TASK DETAILS >> Transcribe the lines below exactly, omitting the pictures from your answer.

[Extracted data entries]
-=-=-
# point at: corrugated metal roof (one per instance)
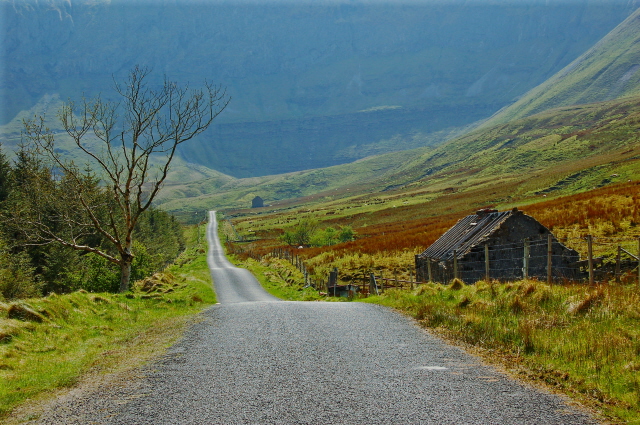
(466, 234)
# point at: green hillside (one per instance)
(609, 70)
(557, 152)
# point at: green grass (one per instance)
(70, 335)
(279, 278)
(584, 341)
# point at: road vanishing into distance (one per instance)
(253, 359)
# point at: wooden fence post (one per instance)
(486, 263)
(590, 259)
(525, 260)
(549, 258)
(618, 258)
(373, 285)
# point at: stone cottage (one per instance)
(507, 245)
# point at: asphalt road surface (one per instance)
(253, 359)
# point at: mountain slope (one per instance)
(609, 70)
(313, 83)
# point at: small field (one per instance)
(577, 339)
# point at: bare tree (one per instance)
(130, 146)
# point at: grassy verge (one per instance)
(50, 343)
(278, 277)
(583, 341)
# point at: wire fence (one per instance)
(586, 260)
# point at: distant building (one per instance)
(257, 202)
(517, 246)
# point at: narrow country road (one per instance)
(256, 360)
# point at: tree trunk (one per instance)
(125, 271)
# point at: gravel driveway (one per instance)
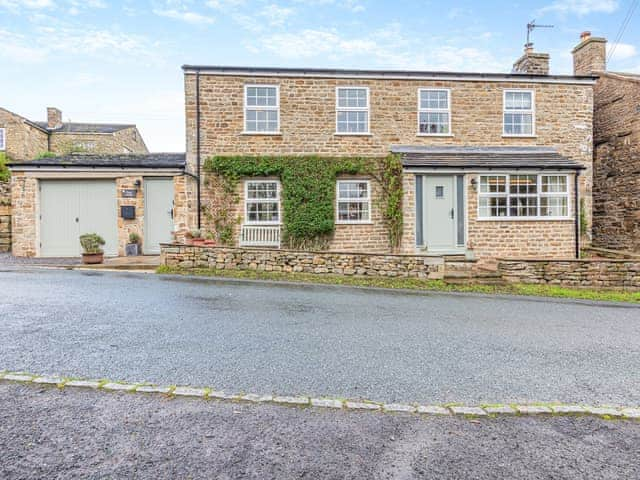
(46, 433)
(318, 340)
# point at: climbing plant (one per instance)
(308, 192)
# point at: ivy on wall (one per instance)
(308, 193)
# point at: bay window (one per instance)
(523, 196)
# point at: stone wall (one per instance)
(611, 274)
(5, 217)
(617, 163)
(337, 263)
(307, 126)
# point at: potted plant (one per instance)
(195, 237)
(133, 247)
(92, 248)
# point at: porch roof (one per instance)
(484, 158)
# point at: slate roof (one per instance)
(137, 160)
(484, 157)
(71, 127)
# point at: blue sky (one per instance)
(120, 61)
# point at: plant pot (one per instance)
(132, 250)
(92, 258)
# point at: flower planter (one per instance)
(132, 250)
(92, 258)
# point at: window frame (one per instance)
(539, 195)
(532, 111)
(433, 110)
(354, 109)
(248, 201)
(247, 107)
(367, 201)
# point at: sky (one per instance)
(119, 61)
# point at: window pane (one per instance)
(554, 206)
(262, 212)
(518, 123)
(523, 184)
(554, 184)
(353, 211)
(493, 207)
(434, 122)
(259, 190)
(352, 121)
(349, 190)
(352, 97)
(523, 206)
(518, 100)
(434, 99)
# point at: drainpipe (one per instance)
(197, 176)
(576, 193)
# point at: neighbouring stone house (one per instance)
(22, 139)
(489, 161)
(616, 190)
(30, 143)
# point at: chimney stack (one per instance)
(531, 62)
(54, 118)
(590, 56)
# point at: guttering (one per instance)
(577, 213)
(385, 74)
(197, 176)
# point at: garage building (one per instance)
(55, 200)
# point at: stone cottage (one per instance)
(616, 190)
(39, 151)
(491, 164)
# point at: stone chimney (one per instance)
(54, 118)
(590, 56)
(531, 62)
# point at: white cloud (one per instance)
(386, 47)
(184, 15)
(28, 4)
(622, 51)
(580, 7)
(76, 41)
(275, 15)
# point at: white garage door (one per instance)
(70, 208)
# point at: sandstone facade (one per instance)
(617, 162)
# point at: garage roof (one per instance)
(484, 157)
(145, 160)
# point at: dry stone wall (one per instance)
(608, 274)
(289, 261)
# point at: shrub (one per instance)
(92, 243)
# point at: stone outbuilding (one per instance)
(55, 200)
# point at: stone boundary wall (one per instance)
(605, 273)
(290, 261)
(5, 216)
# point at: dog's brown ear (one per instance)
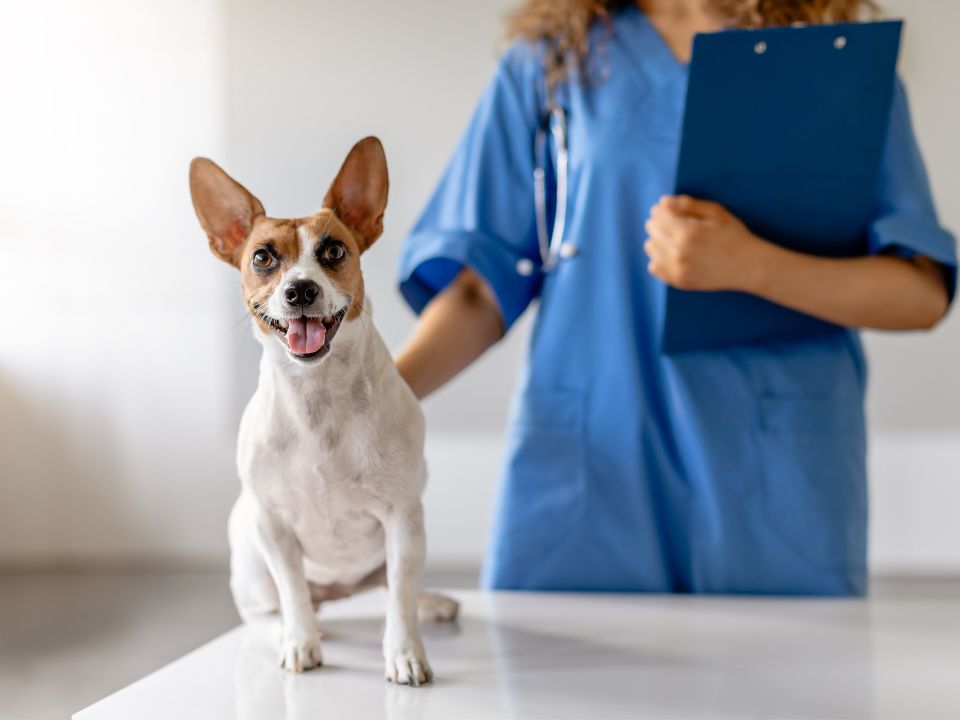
(225, 208)
(359, 194)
-=-=-
RESULT BELOW >>
# point at: corrugated metal roof (one per instance)
(466, 234)
# point at: green hillside (one per instance)
(609, 70)
(557, 152)
# point at: green grass (one per instance)
(70, 335)
(279, 278)
(584, 341)
# point at: road vanishing into distance (one per instance)
(253, 359)
# point at: wooden fence post (one per instance)
(486, 263)
(590, 259)
(525, 260)
(549, 258)
(618, 258)
(373, 285)
# point at: stone cottage (one per instance)
(507, 245)
# point at: asphalt road surface (one per instance)
(253, 359)
# point at: mountain slope (one per instance)
(609, 70)
(313, 83)
# point at: small field (one per instance)
(577, 339)
# point at: bare tree (one per instance)
(130, 146)
# point at: grassy verge (one per instance)
(50, 343)
(278, 277)
(583, 341)
# point at: wire fence (one per instance)
(586, 260)
# point at: distant building (one per instance)
(257, 202)
(517, 246)
# point at: narrow country road (one per instance)
(256, 360)
# point at: tree trunk (one per instance)
(125, 271)
# point at: gravel driveway (one per instance)
(46, 433)
(318, 340)
# point at: climbing plant (one per instance)
(308, 192)
# point at: ivy on wall (one per instance)
(308, 193)
# point at: bay window (one per instance)
(523, 196)
# point at: stone wall (one per instance)
(611, 274)
(5, 217)
(617, 163)
(337, 263)
(307, 126)
# point at: potted plant (one per instance)
(195, 237)
(133, 247)
(92, 248)
# point at: porch roof (one per instance)
(484, 158)
# point at: slate roof (one per instance)
(137, 160)
(484, 157)
(71, 127)
# point at: blue sky (one per instance)
(120, 61)
# point at: plant pot (one per instance)
(132, 250)
(92, 258)
# point at: flower planter (one per instance)
(132, 250)
(92, 258)
# point at: window frame (one per instance)
(539, 195)
(532, 111)
(433, 110)
(354, 109)
(248, 201)
(247, 107)
(367, 201)
# point at: sky (one per instance)
(119, 61)
# point at: window pane (one per instance)
(554, 206)
(262, 212)
(518, 123)
(523, 184)
(554, 184)
(353, 211)
(493, 207)
(434, 122)
(259, 190)
(352, 121)
(349, 190)
(352, 97)
(523, 206)
(518, 100)
(434, 99)
# point at: drainpipe (one per instance)
(197, 176)
(576, 193)
# point at: neighbouring stone house (one per instance)
(22, 139)
(489, 161)
(616, 190)
(30, 143)
# point at: chimney stack (one per instance)
(531, 62)
(54, 118)
(590, 56)
# point at: guttering (one per instance)
(577, 213)
(385, 74)
(197, 176)
# point at: garage building (one per instance)
(55, 200)
# point at: stone cottage (one per instance)
(616, 190)
(39, 151)
(491, 164)
# point at: stone chimney (one per instance)
(54, 118)
(590, 56)
(531, 62)
# point at: white cloud (one per instance)
(386, 47)
(184, 15)
(28, 4)
(622, 51)
(580, 7)
(76, 41)
(275, 15)
# point at: white garage door (one per instance)
(70, 208)
# point at: sandstone facade (one per instance)
(617, 162)
# point at: garage roof (one per instance)
(484, 157)
(145, 160)
# point at: dry stone wall (one per instance)
(608, 274)
(289, 261)
# point at: shrub (one per instance)
(92, 243)
# point at: stone outbuilding (one per instance)
(55, 200)
# point at: stone boundary wall (one per instance)
(605, 273)
(290, 261)
(5, 216)
# point at: dog's brown ear (one per instance)
(225, 208)
(359, 194)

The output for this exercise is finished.